» EXERCISE DESCRIPTION
Rewrite each of the rows below with every "Show me the box." replaced by "Give me the coordinates." and nothing else changed.

» LISTED ENTRIES
■ ■ ■ ■ ■ ■ ■
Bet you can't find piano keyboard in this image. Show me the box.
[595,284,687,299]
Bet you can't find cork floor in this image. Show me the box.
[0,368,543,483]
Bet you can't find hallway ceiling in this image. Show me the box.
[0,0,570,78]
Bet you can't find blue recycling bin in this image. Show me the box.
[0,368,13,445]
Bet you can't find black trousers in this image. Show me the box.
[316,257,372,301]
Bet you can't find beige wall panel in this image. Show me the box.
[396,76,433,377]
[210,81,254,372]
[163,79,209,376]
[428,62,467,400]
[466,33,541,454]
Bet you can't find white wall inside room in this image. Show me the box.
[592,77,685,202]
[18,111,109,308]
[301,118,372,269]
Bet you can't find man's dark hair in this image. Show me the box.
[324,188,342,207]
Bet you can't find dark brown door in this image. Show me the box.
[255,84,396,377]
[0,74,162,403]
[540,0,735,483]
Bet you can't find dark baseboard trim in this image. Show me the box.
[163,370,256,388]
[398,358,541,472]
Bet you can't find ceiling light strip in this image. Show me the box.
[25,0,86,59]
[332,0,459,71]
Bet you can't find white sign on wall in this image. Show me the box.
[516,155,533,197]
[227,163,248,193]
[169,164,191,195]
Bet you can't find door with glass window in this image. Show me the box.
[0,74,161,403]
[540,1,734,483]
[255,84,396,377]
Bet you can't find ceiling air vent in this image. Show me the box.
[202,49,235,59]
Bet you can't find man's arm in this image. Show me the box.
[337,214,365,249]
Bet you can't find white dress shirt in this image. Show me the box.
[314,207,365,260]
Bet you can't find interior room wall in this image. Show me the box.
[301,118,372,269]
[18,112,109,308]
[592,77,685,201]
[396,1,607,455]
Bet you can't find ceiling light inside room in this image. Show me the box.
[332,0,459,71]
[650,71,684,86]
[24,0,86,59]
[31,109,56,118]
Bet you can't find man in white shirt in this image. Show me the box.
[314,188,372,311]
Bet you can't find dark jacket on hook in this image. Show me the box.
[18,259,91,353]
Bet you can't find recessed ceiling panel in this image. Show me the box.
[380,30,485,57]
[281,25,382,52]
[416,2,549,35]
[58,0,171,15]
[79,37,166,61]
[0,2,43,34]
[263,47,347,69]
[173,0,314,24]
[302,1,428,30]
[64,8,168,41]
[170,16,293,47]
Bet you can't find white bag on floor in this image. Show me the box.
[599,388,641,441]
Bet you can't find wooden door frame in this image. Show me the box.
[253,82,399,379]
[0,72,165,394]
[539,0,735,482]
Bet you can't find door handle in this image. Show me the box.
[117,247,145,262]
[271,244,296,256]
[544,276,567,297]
■ ■ ■ ■ ■ ■ ■
» ANSWER FOR THE TASK
Bet you can't find piano keyboard in this image. Give me the coordinates.
[595,284,687,299]
Bet you can't find cork floor in this image. Give me the coordinates.
[0,368,543,483]
Bet you can't find hallway ceiling in this image. Give me the coordinates.
[0,0,570,78]
Bet you can't find blue recycling bin in this image. Give me the coordinates.
[0,368,13,445]
Bet you can't find black trousers in this image. Give me the coordinates.
[316,257,372,301]
Bet you can't find beige wall panel in this image. Give me the coordinates.
[396,76,433,377]
[210,81,254,372]
[163,79,209,376]
[428,62,467,400]
[466,33,541,454]
Bet you can't find white wall inside room in this image. Give me the coordinates.
[592,77,685,202]
[18,111,109,308]
[301,118,372,269]
Bet you can't find man's dark hair in this image. Give me the coordinates.
[324,188,342,207]
Bet you can't find dark brown door in this image. Give me the coordinates.
[255,84,396,377]
[0,74,162,403]
[540,0,735,483]
Bet you can't find dark baseboard trim in this image. Give me the coordinates.
[163,370,256,388]
[398,358,541,472]
Bet you can't find ceiling light strip in this image. Give me the coordinates.
[25,0,86,59]
[332,0,459,71]
Bet you can't find white sign on wall in this image. Give me the coordinates.
[516,155,533,197]
[227,163,248,193]
[169,164,191,195]
Bet you can't find door with glass window in this image. Give me the coordinates.
[0,74,161,403]
[540,1,734,483]
[255,84,396,377]
Bet you can't find ceiling air vent in this image. Give me the coordinates.
[202,49,235,59]
Bet you can't find man's arm in this image. Give me the coordinates.
[337,214,365,249]
Bet you can't find white dress shirt in this image. Give me the coordinates.
[314,207,365,260]
Bet you can't find interior room wall in this image. Give me the coordinates.
[301,118,372,269]
[18,112,109,308]
[592,77,685,201]
[396,1,607,455]
Bet you can't find ceiling light inside room in this image. Give me the coordinates.
[332,0,459,71]
[650,71,684,86]
[24,0,86,59]
[31,109,56,118]
Bet you can't find man in white shirt in this image. Give me the coordinates.
[314,188,372,311]
Bet you can't find dark jacket on hook in this image. Give me the coordinates.
[18,259,91,353]
Bet you can't find recessed ceiling panel in this image. Give me the coordinates.
[380,30,485,57]
[281,25,382,52]
[416,2,549,35]
[58,0,171,15]
[79,37,166,61]
[0,2,43,34]
[263,47,347,69]
[173,0,314,24]
[302,1,428,30]
[64,8,168,41]
[170,16,293,47]
Bet you can't find white bag on floor in this image. Give me the coordinates.
[599,388,641,441]
Bet you can't find wooden door frame in this image. Give me the coordinates.
[253,82,399,379]
[0,72,165,394]
[539,0,735,482]
Bet you can't find door handle in this image. Give me the coordinates.
[117,247,145,262]
[271,244,296,256]
[544,276,567,297]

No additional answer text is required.